PAGE TEXT:
================================

# Name a (some) quote(s) from your favourite videogame(s) without actually naming the game



## EdgyMemeLord0 (Nov 8, 2016)

Ok
Game Nr 1
"Torture is only for the torturer"

Game Nr 2
"Come out and die like a real man"
"My reign will end how it has started-In flames"


----------



## EdgyMemeLord0 (Nov 8, 2016)

So, noone is gonna reply to that?


----------



## Yakamaru (Nov 8, 2016)

"Shake it, baby!"
- Doom

"I'll take this one, and this one, AND THROW IT IN YOUR FACE!"
- Mario



EdgyMemeLord0 said:


> So, noone is gonna reply to that?


You're on a forum. The hell you expecting instant replies for?


----------



## EdgyMemeLord0 (Nov 8, 2016)

Yakamaru said:


> "Shake it, baby!"
> - Doom
> 
> "I'll take this one, and this one, AND THROW IT IN YOUR FACE!"
> ...


Well, the original intention of it was not to name the game so others should guess it....
And.... 44 minutes isn't an instant anymore


----------



## Tetrachroma (Nov 8, 2016)

Yakamaru said:


> "Shake it, baby!"
> - Doom


_Waaaait a miiiinute... That's Duke Nukem..._


----------



## Yakamaru (Nov 8, 2016)

Tetrachroma said:


> _Waaaait a miiiinute... That's Duke Nukem..._


Of course it is. Look at the topic name. :3


----------



## BlueWorrior (Nov 8, 2016)

1 - "...But soon the flames will fade and only dark will remain."

2 - "You said it yourself... there are only two sides to your coin."
"Apparently so, but suppose you throw a coin enough times. suppose one day... it lands in it's edge."

================================

GIVEN INFORMATION:
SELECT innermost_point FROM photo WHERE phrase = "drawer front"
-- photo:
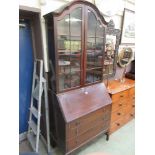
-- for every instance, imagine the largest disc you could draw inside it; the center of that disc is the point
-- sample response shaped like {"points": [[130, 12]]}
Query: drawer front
{"points": [[132, 91], [77, 141], [116, 125], [104, 112], [89, 118], [129, 116], [129, 108], [74, 132], [117, 115], [90, 121], [120, 96], [117, 105]]}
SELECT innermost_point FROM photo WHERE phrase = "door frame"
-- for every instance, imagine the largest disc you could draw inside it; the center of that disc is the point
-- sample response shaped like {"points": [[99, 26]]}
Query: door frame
{"points": [[34, 15]]}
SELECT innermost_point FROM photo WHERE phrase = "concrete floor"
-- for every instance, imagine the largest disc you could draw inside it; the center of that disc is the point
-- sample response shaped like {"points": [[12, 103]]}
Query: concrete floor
{"points": [[121, 142]]}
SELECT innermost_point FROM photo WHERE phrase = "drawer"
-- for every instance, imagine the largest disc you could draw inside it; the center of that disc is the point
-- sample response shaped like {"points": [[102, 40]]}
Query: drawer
{"points": [[77, 141], [105, 113], [117, 115], [116, 125], [74, 132], [127, 109], [82, 128], [120, 96], [132, 91], [117, 105], [129, 116]]}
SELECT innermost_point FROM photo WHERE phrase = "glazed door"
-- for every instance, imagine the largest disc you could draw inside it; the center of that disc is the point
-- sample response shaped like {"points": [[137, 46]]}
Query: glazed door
{"points": [[80, 48], [94, 47], [69, 49]]}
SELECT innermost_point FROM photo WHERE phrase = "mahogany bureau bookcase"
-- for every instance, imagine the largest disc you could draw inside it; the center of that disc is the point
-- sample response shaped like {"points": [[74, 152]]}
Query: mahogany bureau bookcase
{"points": [[123, 102], [80, 106]]}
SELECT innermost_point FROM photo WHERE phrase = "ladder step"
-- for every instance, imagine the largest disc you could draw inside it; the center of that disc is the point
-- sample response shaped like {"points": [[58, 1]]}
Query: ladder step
{"points": [[34, 112], [32, 139], [36, 77], [33, 126], [36, 92]]}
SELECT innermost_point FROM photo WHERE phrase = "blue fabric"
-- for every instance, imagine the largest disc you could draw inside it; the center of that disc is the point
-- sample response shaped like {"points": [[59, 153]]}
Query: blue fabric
{"points": [[25, 74]]}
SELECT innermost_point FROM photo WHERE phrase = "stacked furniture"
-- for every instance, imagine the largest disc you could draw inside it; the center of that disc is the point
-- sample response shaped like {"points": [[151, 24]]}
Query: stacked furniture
{"points": [[123, 102], [79, 103]]}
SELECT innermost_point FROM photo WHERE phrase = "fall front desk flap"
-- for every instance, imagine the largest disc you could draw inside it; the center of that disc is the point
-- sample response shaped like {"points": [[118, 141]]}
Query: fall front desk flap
{"points": [[82, 101]]}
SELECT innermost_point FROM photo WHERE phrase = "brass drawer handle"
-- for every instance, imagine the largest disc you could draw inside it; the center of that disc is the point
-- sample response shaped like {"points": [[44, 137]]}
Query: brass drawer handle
{"points": [[76, 132], [76, 141], [118, 124], [118, 113], [131, 115], [77, 123]]}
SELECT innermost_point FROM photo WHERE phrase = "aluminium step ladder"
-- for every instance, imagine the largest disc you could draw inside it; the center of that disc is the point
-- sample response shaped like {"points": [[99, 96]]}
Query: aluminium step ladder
{"points": [[39, 87]]}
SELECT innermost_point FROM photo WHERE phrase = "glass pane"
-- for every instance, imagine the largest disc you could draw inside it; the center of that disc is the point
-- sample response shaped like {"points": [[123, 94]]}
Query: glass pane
{"points": [[75, 62], [76, 22], [109, 54], [75, 79], [90, 52], [64, 81], [75, 44], [98, 74], [91, 24], [99, 30], [69, 50], [63, 42], [90, 59], [64, 64], [91, 43], [89, 76], [63, 26], [99, 52]]}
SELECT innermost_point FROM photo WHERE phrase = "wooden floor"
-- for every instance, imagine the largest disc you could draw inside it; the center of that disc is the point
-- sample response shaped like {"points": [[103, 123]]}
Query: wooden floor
{"points": [[121, 142]]}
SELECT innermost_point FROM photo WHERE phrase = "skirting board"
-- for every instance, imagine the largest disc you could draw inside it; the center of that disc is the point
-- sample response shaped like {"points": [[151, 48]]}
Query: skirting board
{"points": [[22, 136]]}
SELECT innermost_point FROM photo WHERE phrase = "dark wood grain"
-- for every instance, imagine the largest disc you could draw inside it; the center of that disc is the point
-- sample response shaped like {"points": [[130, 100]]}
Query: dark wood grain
{"points": [[123, 103], [80, 102]]}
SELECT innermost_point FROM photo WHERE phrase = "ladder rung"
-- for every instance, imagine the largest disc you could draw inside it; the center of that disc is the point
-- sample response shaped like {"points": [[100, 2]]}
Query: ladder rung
{"points": [[32, 139], [36, 77], [34, 112], [36, 92], [33, 127]]}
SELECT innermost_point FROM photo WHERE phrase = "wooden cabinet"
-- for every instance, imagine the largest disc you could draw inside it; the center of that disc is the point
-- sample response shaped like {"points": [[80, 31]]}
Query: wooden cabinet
{"points": [[123, 103], [80, 106], [76, 46]]}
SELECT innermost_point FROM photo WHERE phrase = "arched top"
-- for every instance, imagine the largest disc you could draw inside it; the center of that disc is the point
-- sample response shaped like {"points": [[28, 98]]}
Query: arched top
{"points": [[71, 4]]}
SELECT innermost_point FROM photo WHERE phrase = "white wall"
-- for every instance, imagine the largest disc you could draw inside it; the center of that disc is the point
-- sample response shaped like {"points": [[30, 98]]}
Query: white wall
{"points": [[47, 6]]}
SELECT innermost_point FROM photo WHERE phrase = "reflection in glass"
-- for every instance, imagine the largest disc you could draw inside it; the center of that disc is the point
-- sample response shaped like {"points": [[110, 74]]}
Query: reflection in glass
{"points": [[91, 24], [75, 22], [95, 49], [69, 50], [100, 30], [109, 55], [94, 75]]}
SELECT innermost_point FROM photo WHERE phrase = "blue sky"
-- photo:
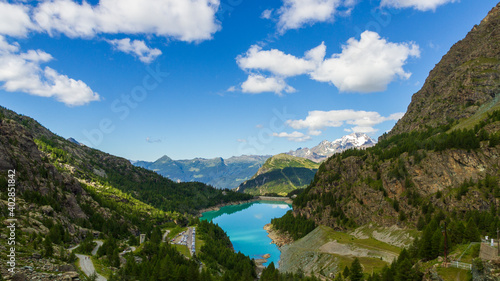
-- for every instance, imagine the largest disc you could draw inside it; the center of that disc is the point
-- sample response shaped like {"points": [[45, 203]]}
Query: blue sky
{"points": [[210, 78]]}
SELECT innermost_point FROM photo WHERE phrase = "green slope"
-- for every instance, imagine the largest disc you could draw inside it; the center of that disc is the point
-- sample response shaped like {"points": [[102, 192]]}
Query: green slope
{"points": [[280, 174]]}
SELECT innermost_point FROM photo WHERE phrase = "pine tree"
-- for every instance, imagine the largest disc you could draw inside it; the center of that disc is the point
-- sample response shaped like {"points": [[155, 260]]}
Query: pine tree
{"points": [[356, 273], [346, 272], [47, 244]]}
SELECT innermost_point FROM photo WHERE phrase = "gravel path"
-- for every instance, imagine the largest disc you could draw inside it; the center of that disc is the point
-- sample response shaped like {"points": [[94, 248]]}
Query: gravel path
{"points": [[86, 263]]}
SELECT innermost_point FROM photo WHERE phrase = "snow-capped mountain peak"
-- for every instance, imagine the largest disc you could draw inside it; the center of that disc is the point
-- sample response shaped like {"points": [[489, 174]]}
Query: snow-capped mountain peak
{"points": [[326, 148]]}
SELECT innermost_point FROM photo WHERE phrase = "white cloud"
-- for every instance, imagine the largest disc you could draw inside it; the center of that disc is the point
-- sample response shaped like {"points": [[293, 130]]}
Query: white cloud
{"points": [[295, 136], [422, 5], [150, 140], [266, 14], [296, 13], [137, 48], [363, 121], [15, 19], [185, 20], [258, 84], [274, 61], [367, 65], [21, 72]]}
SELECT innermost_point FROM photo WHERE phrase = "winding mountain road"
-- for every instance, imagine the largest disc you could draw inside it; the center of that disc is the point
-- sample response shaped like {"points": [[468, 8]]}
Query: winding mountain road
{"points": [[86, 263]]}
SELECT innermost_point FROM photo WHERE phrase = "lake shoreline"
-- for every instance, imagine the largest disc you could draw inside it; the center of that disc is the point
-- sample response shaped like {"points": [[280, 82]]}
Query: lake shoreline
{"points": [[277, 238], [255, 199]]}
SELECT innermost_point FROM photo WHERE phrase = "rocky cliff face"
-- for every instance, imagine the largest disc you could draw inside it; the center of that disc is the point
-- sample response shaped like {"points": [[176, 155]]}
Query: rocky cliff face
{"points": [[467, 77], [218, 172], [389, 188]]}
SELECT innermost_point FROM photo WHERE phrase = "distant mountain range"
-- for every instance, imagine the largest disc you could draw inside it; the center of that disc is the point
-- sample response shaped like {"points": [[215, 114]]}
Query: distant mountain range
{"points": [[218, 172], [280, 174], [230, 173], [326, 148]]}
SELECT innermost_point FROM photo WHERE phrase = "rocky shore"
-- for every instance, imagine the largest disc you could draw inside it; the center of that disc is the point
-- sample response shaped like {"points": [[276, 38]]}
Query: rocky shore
{"points": [[277, 238], [257, 198]]}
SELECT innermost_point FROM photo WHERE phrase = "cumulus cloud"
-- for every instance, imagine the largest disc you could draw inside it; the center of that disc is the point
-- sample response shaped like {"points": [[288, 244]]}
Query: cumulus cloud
{"points": [[295, 136], [15, 20], [22, 72], [365, 65], [421, 5], [258, 84], [137, 48], [151, 140], [185, 20], [296, 13], [362, 121], [274, 61]]}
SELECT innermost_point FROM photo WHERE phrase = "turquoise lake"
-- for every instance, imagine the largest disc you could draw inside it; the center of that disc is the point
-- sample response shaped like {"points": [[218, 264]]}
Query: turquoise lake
{"points": [[244, 225]]}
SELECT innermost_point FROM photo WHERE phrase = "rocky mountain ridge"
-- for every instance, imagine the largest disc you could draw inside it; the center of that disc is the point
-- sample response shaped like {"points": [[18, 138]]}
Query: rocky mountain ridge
{"points": [[426, 159], [326, 148], [217, 172], [280, 174]]}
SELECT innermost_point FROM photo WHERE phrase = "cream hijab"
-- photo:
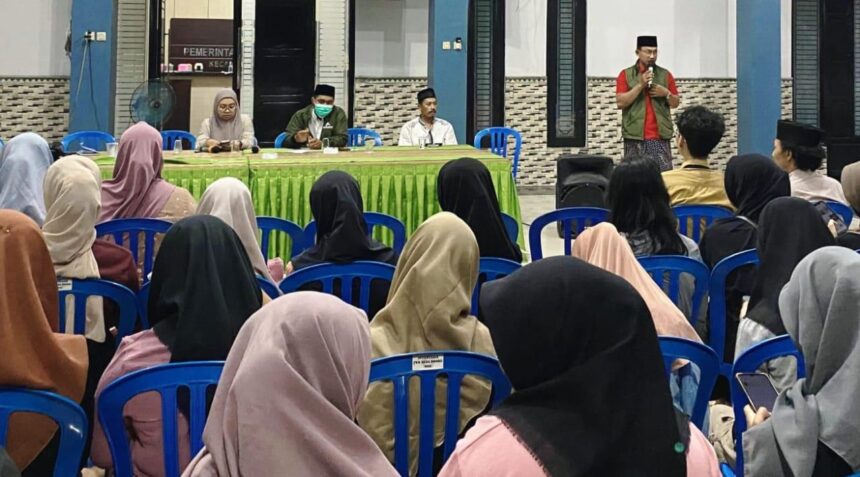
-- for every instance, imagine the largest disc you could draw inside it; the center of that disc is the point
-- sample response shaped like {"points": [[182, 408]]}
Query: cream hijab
{"points": [[428, 309], [604, 247], [73, 200], [230, 200]]}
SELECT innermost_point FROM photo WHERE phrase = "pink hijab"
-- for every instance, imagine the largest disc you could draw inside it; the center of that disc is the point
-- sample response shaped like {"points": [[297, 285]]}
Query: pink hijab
{"points": [[287, 399], [137, 189], [604, 247]]}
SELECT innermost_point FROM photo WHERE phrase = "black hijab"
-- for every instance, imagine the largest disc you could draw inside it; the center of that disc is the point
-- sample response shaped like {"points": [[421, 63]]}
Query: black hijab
{"points": [[591, 395], [465, 188], [203, 289], [338, 209], [789, 229]]}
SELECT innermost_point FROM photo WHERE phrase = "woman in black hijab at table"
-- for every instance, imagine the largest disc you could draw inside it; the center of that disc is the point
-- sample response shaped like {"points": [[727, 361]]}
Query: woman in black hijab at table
{"points": [[465, 188]]}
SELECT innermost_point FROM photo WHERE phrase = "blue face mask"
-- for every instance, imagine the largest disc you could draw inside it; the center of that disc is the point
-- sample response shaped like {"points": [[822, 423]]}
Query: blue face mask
{"points": [[323, 110]]}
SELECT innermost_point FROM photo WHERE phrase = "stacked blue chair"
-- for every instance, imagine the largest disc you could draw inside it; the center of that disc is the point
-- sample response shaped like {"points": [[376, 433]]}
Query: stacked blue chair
{"points": [[267, 225], [81, 289], [749, 362], [373, 219], [355, 137], [499, 144], [576, 217], [454, 365], [704, 358], [196, 377], [133, 228], [694, 219], [70, 418], [88, 141]]}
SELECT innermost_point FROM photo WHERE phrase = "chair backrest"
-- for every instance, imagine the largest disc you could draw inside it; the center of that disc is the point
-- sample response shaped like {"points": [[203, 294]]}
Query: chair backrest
{"points": [[717, 302], [132, 228], [577, 217], [428, 366], [92, 140], [749, 362], [512, 227], [694, 219], [704, 358], [499, 143], [70, 418], [491, 269], [195, 378], [267, 225], [667, 270], [124, 298], [373, 219], [356, 136], [842, 210], [346, 274], [169, 137]]}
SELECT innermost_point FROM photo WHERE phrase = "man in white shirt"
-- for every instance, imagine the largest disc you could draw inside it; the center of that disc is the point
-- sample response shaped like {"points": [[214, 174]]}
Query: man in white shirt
{"points": [[427, 126]]}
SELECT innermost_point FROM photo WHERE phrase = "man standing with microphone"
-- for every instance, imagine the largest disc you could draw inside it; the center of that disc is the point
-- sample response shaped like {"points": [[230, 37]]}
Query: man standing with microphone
{"points": [[646, 93]]}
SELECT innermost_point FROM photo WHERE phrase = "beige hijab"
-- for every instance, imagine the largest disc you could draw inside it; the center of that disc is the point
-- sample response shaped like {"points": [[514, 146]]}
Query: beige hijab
{"points": [[73, 200], [428, 309], [604, 247], [230, 200]]}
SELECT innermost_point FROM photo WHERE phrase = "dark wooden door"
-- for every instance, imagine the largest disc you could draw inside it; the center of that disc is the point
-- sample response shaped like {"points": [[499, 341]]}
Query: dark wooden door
{"points": [[284, 64]]}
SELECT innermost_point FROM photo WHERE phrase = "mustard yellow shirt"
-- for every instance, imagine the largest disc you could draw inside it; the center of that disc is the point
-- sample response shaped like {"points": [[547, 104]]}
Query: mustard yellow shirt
{"points": [[694, 183]]}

================================

REQUIREMENT:
Continue the forum thread on quoting favorite video games without naming them, picking up from the point where it stops. The listing is not required for this work.

RESPONSE BOX:
3 - "Nobody's Innocent. Justice? It's an illusion. Uncertainty is the only sure thing."

I owe you a snickers if you get them all right without looking it up :L


----------



## Very Hairy Larry (Nov 8, 2016)

"hut hut hut hut hut hut hut hut hut hut hut hut hut hut hut"

"Ah, nigga, don't hate me 'cause I'm beautiful, nigga. Maybe if you got rid of that yee-yee ass haircut you got you'd get some bitches on your dick.
Oh, better yet, maybe Tanisha'll call your dog-ass if she ever stop fucking with that brain surgeon or lawyer she fuckin' with. Nigaaaaa"


----------



## Tetrachroma (Nov 8, 2016)

"I can feel it... Every time you die, your grip on this world slips away. Every time you die, your friends forget you a little more. Your life will end here, in a world where no one remembers you"


----------



## BlueWorrior (Nov 8, 2016)

Tetrachroma said:


> "I can feel it... Every time you die, your grip on this world slips away. Every time you die, your friends forget you a little more. Your life will end here, in a world where no one remembers you"


Undertale, right?


----------



## Tetrachroma (Nov 8, 2016)

BlueWorrior said:


> Undertale, right?


Yup!


----------



## BlueWorrior (Nov 8, 2016)

Tetrachroma said:


> Yup!


yay \o/


----------



## EdgyMemeLord0 (Nov 8, 2016)

Try to get my quotes, they should be considered as easier too....


----------



## Tetrachroma (Nov 8, 2016)

EdgyMemeLord0 said:


> Try to get my quotes, they should be considered as easier too....


Actually, the following quote is the only one that I _probably _know;


BlueWorrior said:


> 2 - "You said it yourself... there are only two sides to your coin."
> "Apparently so, but suppose you throw a coin enough times. suppose one day... it lands in it's edge."


Bioshock Infinite, right?


----------



## BlueWorrior (Nov 8, 2016)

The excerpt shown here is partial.